━━━ Excerpt to read ━━━

The earliest known settlement on the present site of Kraków was established on Wawel Hill, and dates back to the 4th century. Legend attributes the town's establishment to the mythical ruler Krakus, who built it above a cave occupied by a ravenous dragon, Smok Wawelski. Many knights unsuccessfully attempted to oust the dragon by force, but instead, Krakus fed it a poisoned lamb, which killed the dragon. The city was free to flourish. The so-called "dragon bones", most likely that of mammoth, are displayed at the entrance of the Wawel Cathedral. Before the Polish state had been formed, Kraków was the capital of the tribe of Vistulans, subjugated for a short period by Great Moravia. After Great Moravia was destroyed by the Hungarians, Kraków became part of the Duchy of Bohemia. The first appearance of the city's name in historical records dates back to 966, when a Sephardi Jewish traveller, Abraham ben Jacob, described Kraków as a notable commercial centre under the rule of the then duke of Bohemia, Boleslaus I the Cruel. He also mentioned the baptism of Prince Mieszko I and his status as the first historical ruler of Poland. Towards the end of his reign, Mieszko took Kraków from the Bohemians and incorporated it into the holdings of the Piast dynasty.

━━━ Given records ━━━

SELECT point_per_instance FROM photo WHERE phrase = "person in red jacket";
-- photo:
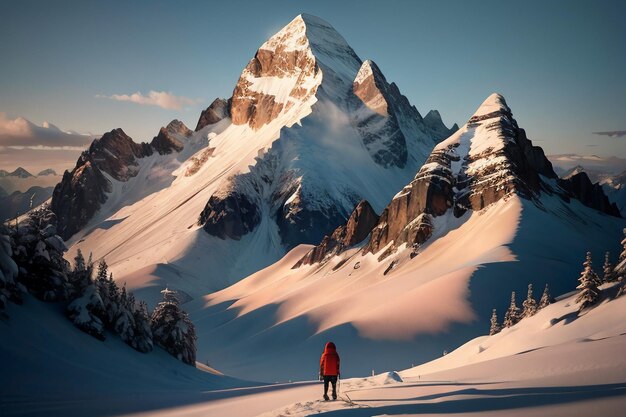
(329, 368)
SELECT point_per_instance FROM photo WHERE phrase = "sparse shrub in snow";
(589, 293)
(495, 326)
(173, 330)
(512, 315)
(608, 269)
(545, 298)
(530, 305)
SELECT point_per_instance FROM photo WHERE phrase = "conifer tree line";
(31, 261)
(589, 291)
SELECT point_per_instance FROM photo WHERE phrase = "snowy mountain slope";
(39, 345)
(480, 219)
(285, 166)
(553, 363)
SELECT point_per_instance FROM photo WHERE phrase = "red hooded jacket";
(329, 362)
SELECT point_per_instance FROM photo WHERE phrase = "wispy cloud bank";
(20, 133)
(612, 133)
(163, 99)
(611, 164)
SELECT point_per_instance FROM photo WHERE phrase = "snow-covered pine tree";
(589, 293)
(512, 315)
(530, 305)
(79, 277)
(143, 333)
(495, 326)
(608, 269)
(125, 320)
(38, 253)
(622, 255)
(545, 298)
(86, 309)
(172, 329)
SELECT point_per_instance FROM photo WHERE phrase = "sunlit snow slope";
(390, 308)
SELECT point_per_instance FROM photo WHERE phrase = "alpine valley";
(316, 203)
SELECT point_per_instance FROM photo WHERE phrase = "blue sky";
(560, 64)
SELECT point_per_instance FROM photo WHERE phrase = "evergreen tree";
(495, 326)
(608, 269)
(38, 253)
(86, 308)
(530, 305)
(512, 315)
(545, 298)
(589, 292)
(172, 329)
(622, 255)
(143, 333)
(109, 293)
(125, 320)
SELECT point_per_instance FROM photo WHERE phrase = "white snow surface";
(432, 302)
(556, 363)
(147, 230)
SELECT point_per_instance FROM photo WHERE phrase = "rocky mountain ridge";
(487, 160)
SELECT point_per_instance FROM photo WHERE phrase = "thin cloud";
(20, 133)
(163, 99)
(612, 133)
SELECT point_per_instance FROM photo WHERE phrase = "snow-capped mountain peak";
(492, 105)
(267, 165)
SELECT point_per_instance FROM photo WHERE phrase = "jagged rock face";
(169, 138)
(434, 122)
(20, 203)
(281, 69)
(490, 158)
(230, 216)
(78, 196)
(375, 120)
(359, 225)
(431, 192)
(81, 193)
(217, 111)
(591, 195)
(308, 71)
(116, 154)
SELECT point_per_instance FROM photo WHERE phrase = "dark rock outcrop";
(116, 154)
(276, 58)
(359, 225)
(230, 216)
(20, 203)
(79, 196)
(218, 110)
(81, 192)
(509, 164)
(430, 193)
(167, 141)
(591, 195)
(376, 119)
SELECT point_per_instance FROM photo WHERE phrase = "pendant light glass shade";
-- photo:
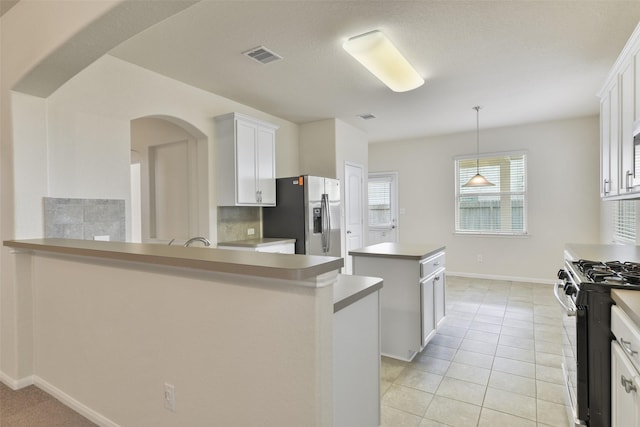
(478, 180)
(383, 60)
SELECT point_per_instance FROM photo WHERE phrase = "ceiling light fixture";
(478, 180)
(383, 60)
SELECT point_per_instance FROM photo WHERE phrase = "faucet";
(203, 240)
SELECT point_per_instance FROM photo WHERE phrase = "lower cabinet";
(356, 364)
(412, 301)
(427, 307)
(625, 400)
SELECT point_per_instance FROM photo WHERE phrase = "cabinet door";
(246, 137)
(439, 297)
(427, 309)
(627, 115)
(625, 401)
(605, 147)
(266, 173)
(614, 140)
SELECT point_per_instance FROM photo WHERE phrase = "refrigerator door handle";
(326, 222)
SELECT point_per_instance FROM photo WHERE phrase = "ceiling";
(522, 61)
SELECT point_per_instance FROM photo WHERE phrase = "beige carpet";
(32, 407)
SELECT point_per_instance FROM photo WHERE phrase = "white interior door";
(354, 211)
(383, 207)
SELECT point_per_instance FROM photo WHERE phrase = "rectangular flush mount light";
(383, 60)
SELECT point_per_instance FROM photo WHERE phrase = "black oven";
(585, 296)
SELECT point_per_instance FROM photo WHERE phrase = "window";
(623, 216)
(499, 209)
(380, 204)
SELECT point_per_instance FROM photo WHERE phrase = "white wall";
(89, 128)
(563, 195)
(81, 135)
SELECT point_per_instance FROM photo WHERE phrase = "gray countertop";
(279, 266)
(603, 252)
(629, 302)
(399, 250)
(350, 289)
(257, 243)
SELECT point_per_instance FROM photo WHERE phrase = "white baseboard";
(504, 278)
(72, 403)
(14, 384)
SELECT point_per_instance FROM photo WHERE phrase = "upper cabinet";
(619, 115)
(245, 161)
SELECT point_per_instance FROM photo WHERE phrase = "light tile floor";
(494, 362)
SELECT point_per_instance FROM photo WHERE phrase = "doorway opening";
(383, 207)
(169, 180)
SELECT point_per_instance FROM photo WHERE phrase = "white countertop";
(622, 253)
(399, 250)
(629, 302)
(257, 243)
(279, 266)
(349, 289)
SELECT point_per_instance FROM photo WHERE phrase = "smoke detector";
(366, 116)
(262, 55)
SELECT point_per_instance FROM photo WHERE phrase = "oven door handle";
(570, 311)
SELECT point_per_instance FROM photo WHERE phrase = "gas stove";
(611, 274)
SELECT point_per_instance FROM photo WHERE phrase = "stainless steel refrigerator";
(308, 210)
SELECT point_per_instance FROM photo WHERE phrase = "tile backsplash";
(84, 218)
(234, 221)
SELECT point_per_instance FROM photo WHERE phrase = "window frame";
(618, 237)
(524, 193)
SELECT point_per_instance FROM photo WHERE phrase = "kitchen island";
(412, 302)
(244, 338)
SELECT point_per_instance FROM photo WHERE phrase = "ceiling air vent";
(262, 55)
(366, 116)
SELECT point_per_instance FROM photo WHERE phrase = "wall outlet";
(169, 397)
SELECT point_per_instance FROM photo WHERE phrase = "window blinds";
(623, 217)
(499, 209)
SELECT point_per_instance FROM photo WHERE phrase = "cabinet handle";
(626, 345)
(628, 385)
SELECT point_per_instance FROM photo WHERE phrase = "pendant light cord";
(477, 108)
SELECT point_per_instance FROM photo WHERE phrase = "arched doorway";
(169, 160)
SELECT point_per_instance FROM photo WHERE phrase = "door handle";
(628, 385)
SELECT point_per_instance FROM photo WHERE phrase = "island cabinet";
(245, 166)
(412, 302)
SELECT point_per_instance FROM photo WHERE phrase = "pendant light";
(478, 180)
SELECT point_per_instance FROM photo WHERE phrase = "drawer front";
(432, 264)
(627, 334)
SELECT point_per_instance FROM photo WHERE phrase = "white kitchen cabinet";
(356, 353)
(619, 102)
(625, 361)
(428, 328)
(625, 400)
(412, 299)
(609, 143)
(627, 114)
(245, 166)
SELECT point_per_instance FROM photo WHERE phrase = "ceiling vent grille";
(366, 116)
(262, 55)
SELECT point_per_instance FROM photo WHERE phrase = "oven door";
(569, 351)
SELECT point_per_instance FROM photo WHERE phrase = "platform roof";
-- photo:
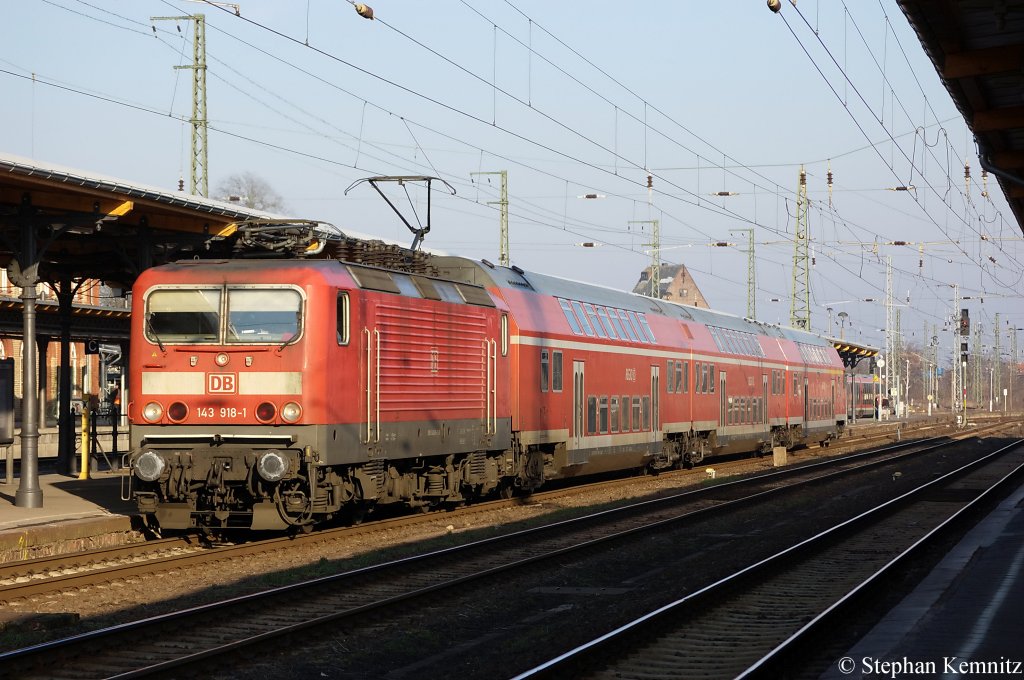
(91, 226)
(977, 47)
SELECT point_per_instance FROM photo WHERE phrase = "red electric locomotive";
(274, 393)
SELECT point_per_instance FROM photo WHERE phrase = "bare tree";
(250, 190)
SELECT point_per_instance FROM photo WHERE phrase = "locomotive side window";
(176, 315)
(266, 314)
(505, 335)
(556, 371)
(342, 317)
(448, 292)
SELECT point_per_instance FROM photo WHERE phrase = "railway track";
(162, 644)
(104, 565)
(761, 621)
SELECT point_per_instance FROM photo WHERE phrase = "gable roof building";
(677, 285)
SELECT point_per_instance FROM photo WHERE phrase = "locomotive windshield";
(250, 315)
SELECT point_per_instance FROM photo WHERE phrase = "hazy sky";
(570, 98)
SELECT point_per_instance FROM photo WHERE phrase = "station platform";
(76, 514)
(964, 620)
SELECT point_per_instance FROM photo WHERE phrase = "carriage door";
(764, 398)
(579, 404)
(723, 399)
(807, 401)
(655, 404)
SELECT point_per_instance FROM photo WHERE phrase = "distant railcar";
(278, 393)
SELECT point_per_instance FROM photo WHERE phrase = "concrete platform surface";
(75, 514)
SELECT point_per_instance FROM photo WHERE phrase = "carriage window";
(263, 314)
(582, 315)
(592, 315)
(603, 315)
(624, 316)
(545, 368)
(620, 331)
(342, 319)
(175, 315)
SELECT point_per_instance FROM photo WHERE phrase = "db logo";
(221, 383)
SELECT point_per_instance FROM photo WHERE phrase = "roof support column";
(66, 425)
(25, 273)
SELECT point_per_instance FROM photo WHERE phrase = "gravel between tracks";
(100, 606)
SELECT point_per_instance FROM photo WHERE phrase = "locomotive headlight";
(271, 466)
(177, 412)
(290, 412)
(150, 466)
(153, 412)
(265, 412)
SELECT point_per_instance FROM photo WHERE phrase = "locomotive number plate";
(221, 383)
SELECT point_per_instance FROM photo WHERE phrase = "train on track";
(276, 393)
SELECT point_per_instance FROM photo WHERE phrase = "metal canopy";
(89, 226)
(977, 47)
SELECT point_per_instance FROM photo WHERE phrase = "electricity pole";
(957, 394)
(996, 360)
(800, 304)
(890, 338)
(752, 286)
(200, 180)
(503, 238)
(655, 256)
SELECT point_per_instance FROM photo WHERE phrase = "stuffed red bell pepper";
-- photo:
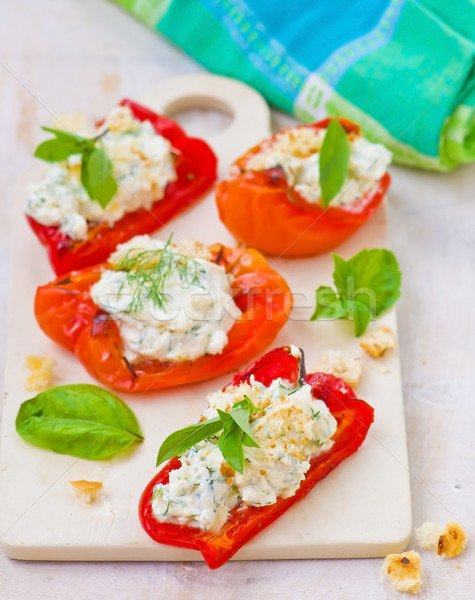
(266, 440)
(272, 200)
(128, 175)
(163, 313)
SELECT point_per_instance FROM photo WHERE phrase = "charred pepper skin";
(195, 165)
(66, 313)
(261, 210)
(354, 418)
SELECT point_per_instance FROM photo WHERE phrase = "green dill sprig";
(147, 273)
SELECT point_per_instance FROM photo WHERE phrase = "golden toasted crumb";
(226, 470)
(378, 341)
(344, 367)
(194, 249)
(41, 376)
(427, 535)
(88, 490)
(404, 571)
(449, 541)
(452, 541)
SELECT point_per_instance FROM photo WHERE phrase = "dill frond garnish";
(147, 273)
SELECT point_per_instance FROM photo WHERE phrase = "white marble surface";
(57, 56)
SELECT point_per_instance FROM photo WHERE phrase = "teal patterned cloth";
(403, 69)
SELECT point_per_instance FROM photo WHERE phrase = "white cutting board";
(360, 510)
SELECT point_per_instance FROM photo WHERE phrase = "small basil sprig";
(236, 433)
(366, 285)
(96, 167)
(80, 420)
(333, 161)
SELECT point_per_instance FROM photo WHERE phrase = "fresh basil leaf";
(377, 270)
(57, 149)
(230, 444)
(361, 315)
(241, 418)
(328, 305)
(367, 285)
(180, 441)
(246, 404)
(97, 176)
(80, 420)
(333, 161)
(96, 168)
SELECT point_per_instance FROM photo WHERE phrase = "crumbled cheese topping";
(193, 314)
(291, 427)
(142, 165)
(296, 151)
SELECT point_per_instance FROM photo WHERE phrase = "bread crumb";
(449, 540)
(195, 249)
(452, 541)
(404, 571)
(87, 490)
(41, 376)
(378, 341)
(342, 366)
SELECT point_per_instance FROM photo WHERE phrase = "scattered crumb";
(449, 540)
(87, 490)
(194, 249)
(427, 535)
(342, 366)
(378, 341)
(41, 376)
(452, 541)
(404, 571)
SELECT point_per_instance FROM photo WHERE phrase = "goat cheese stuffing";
(170, 302)
(142, 165)
(291, 427)
(296, 151)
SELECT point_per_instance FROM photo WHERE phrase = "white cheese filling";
(291, 428)
(297, 151)
(178, 307)
(142, 166)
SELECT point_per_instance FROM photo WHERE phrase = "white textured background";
(58, 56)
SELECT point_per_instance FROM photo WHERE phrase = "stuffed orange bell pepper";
(272, 200)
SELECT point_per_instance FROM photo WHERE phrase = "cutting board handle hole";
(200, 116)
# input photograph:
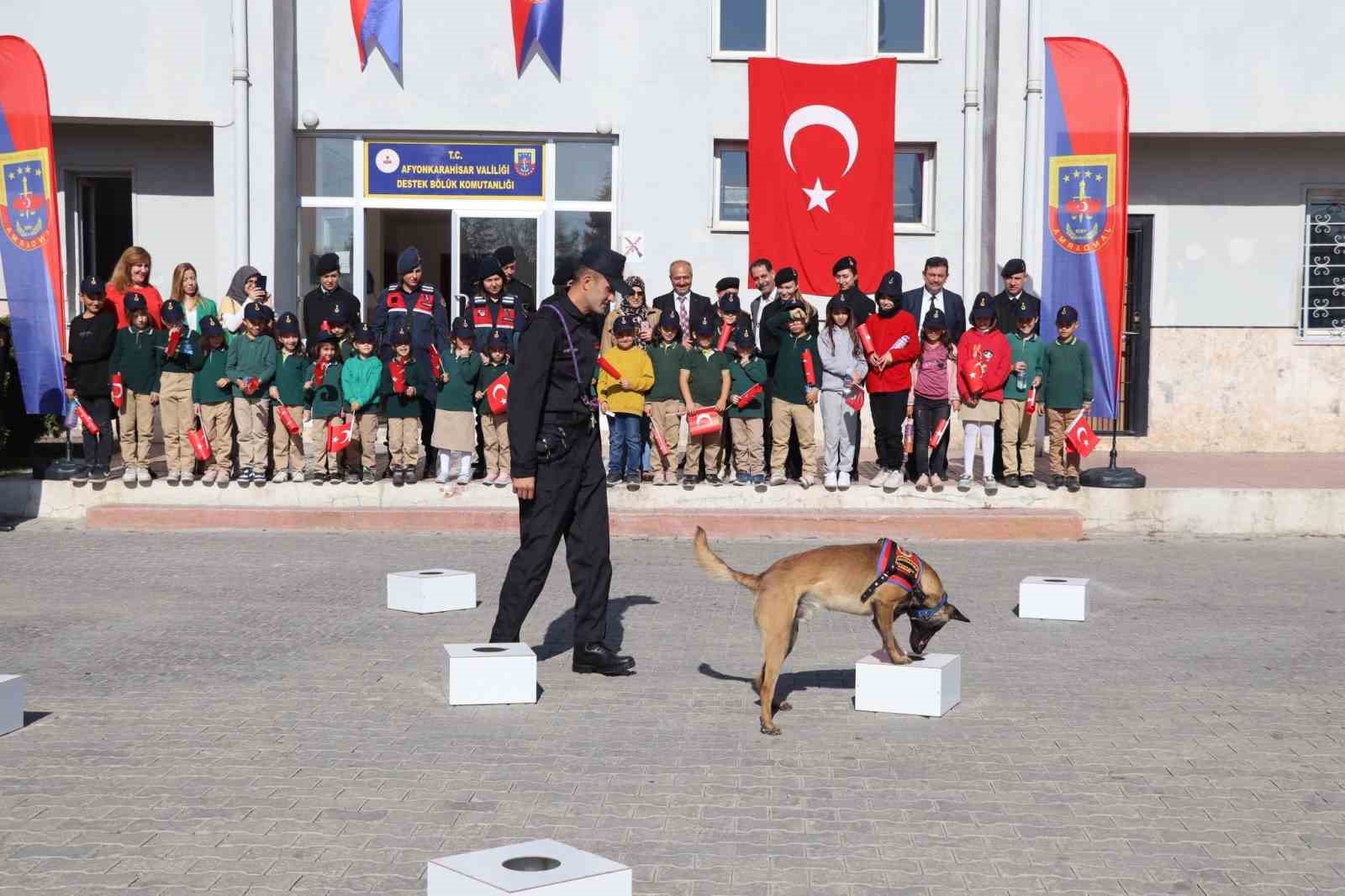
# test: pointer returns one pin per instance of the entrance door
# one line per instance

━━━

• _Tasks to complete_
A: According to the passage on Kraków's early history, in what year does the city's name first appear in historical records?
B: Please resume the passage on Kraków's early history, picking up right after its final sentence.

• _Answers below_
A: 966

B:
By the end of the 10th century, the city was a leading center of trade. Brick buildings were being constructed, including the Royal Wawel Castle with the Rotunda of Sts. Felix and Adauctus, Romanesque churches, a cathedral, and a basilica. Sometime after 1042, Casimir I the Restorer made Kraków the seat of the Polish government. In 1079 on a hillock in nearby Skałka, the Bishop of Kraków, Saint Stanislaus of Szczepanów, was slain by the order of the Polish king Bolesław II the Generous. In 1138, the Testament of Bolesław III Wrymouth came into effect upon his death. It divided Poland into five provinces, with Kraków named as the Seniorate Province, meant to be ruled by the eldest male member of the royal family as the High Duke. Infighting among brothers, however, caused the seniorate system to soon collapse, and a century-long struggle between Bolesław's descendants followed. The fragmentation of Poland lasted until 1320.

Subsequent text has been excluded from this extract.